*Stated goal*.
All entries below are to be set down again, identical to the source.

________________________________________

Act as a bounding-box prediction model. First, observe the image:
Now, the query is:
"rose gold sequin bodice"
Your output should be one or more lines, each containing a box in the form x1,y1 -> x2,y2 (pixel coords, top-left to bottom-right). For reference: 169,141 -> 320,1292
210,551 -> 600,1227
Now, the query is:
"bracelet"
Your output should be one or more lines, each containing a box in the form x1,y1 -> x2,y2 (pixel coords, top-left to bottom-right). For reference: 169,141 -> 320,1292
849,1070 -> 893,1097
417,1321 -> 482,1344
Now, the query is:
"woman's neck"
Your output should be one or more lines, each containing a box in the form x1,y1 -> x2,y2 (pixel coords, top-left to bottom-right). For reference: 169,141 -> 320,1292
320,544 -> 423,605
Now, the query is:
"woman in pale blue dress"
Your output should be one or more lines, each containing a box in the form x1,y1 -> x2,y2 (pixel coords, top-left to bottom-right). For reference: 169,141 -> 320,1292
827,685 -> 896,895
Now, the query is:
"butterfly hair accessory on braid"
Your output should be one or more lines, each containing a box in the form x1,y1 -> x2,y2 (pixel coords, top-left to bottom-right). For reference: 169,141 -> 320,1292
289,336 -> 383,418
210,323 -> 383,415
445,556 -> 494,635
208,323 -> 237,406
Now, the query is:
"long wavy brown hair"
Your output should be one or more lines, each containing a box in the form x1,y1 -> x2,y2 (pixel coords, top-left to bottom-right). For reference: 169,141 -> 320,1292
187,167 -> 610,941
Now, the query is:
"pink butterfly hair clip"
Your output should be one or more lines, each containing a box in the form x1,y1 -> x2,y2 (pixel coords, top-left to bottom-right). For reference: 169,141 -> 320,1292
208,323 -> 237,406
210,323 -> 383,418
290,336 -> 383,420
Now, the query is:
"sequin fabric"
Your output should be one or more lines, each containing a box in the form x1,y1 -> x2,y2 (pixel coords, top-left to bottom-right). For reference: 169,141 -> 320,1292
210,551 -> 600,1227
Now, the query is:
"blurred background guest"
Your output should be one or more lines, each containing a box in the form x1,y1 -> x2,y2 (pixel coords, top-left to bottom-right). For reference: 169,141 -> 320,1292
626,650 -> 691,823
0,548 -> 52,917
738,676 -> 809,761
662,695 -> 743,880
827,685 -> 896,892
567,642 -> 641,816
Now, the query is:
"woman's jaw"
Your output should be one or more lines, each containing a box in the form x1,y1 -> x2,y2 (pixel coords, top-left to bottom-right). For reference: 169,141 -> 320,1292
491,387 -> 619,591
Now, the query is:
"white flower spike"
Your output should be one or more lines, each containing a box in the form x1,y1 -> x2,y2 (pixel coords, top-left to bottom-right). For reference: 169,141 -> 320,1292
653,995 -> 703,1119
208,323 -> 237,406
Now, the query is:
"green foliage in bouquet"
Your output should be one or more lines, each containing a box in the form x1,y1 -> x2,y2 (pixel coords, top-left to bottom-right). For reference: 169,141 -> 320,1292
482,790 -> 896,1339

________________________________________

*Result of the exercise*.
Act as a bounding-box prediction model. First, observe the image:
Now, the query is:
"rose gold sequin bodice"
Your output should be one or more lines, each containing a box in the form x1,y1 -> x2,y2 (pixel coords, top-left to bottom-right). For reference: 169,141 -> 320,1292
210,551 -> 600,1227
Now, the query is:
"bracelet"
Your output should be one or more lines, each containing a box in the form x1,y1 -> x2,y2 (pixel coords, top-left to bottom-right). For reference: 169,141 -> 320,1292
849,1070 -> 893,1097
417,1321 -> 482,1344
Now, the query is:
"woman's neck"
Your output should be one or more lines, each containing a box in the form x1,y1 -> x2,y2 (pixel coords, top-left to bottom-right). For reference: 169,141 -> 320,1292
320,544 -> 423,605
Now, the query is:
"woman in pale blue dress"
Your output should be one or more lines, each containing a box in the form x1,y1 -> x2,y2 (pixel coords, top-left to bottom-right). For reference: 169,141 -> 320,1292
827,685 -> 896,895
Now, the query is:
"butterfly hair accessory on braid"
Your output should be one or more lines, each containing a box in the form x1,y1 -> x2,y2 (pixel coords, top-left to bottom-right). For reference: 169,141 -> 320,1292
289,336 -> 383,418
210,323 -> 383,415
445,556 -> 494,635
208,323 -> 237,406
Now, the query is:
"long wavy brown hair"
Your output should be one or more lines, each containing a box in the form x1,y1 -> x2,y2 (pixel coords, top-left to bottom-right). For reference: 169,141 -> 320,1292
187,167 -> 610,941
Now, the query is:
"pink butterfly hair clip"
Your output should be one or more lines, each containing a box in the form x1,y1 -> x2,y2 (pixel coords, top-left to bottom-right). For reference: 169,141 -> 320,1292
208,323 -> 237,406
210,323 -> 383,418
290,336 -> 383,420
Now, the query is:
"sequin fabric"
Your output should be one or more lines, each containing a box in the form x1,y1 -> x2,y2 (pixel coords, top-left to bottom-right). For reference: 169,141 -> 320,1292
210,551 -> 600,1227
Now, the query is:
"blurred background guest"
Your output should be one or more lines, each containing a box in the form x1,y1 -> x2,y2 (pixel coords, top-left to bottom-right). For reference: 169,141 -> 320,1292
626,650 -> 691,823
0,548 -> 52,917
738,676 -> 809,761
662,695 -> 743,880
827,685 -> 896,892
567,642 -> 641,816
Now, the query is:
"woman's jaw"
Your output should be one or more lines, each containing a box in the form x1,y1 -> x2,y2 (pixel coords, top-left to bottom-right). For reference: 169,141 -> 320,1292
491,387 -> 619,591
Now, the query is:
"white flower spike"
Your output should be one or more lines, each containing a box in the form x1,y1 -> x2,y2 (pixel coords, top-left to bottom-right). For reference: 169,141 -> 320,1292
653,995 -> 703,1119
208,323 -> 237,406
Now, the query is:
"green foliage in bouquet"
Your output should be one or more lines, each containing a box in the form x1,y1 -> x2,y2 (pixel coords, top-left to bottom-right). For reference: 169,141 -> 320,1292
482,790 -> 896,1339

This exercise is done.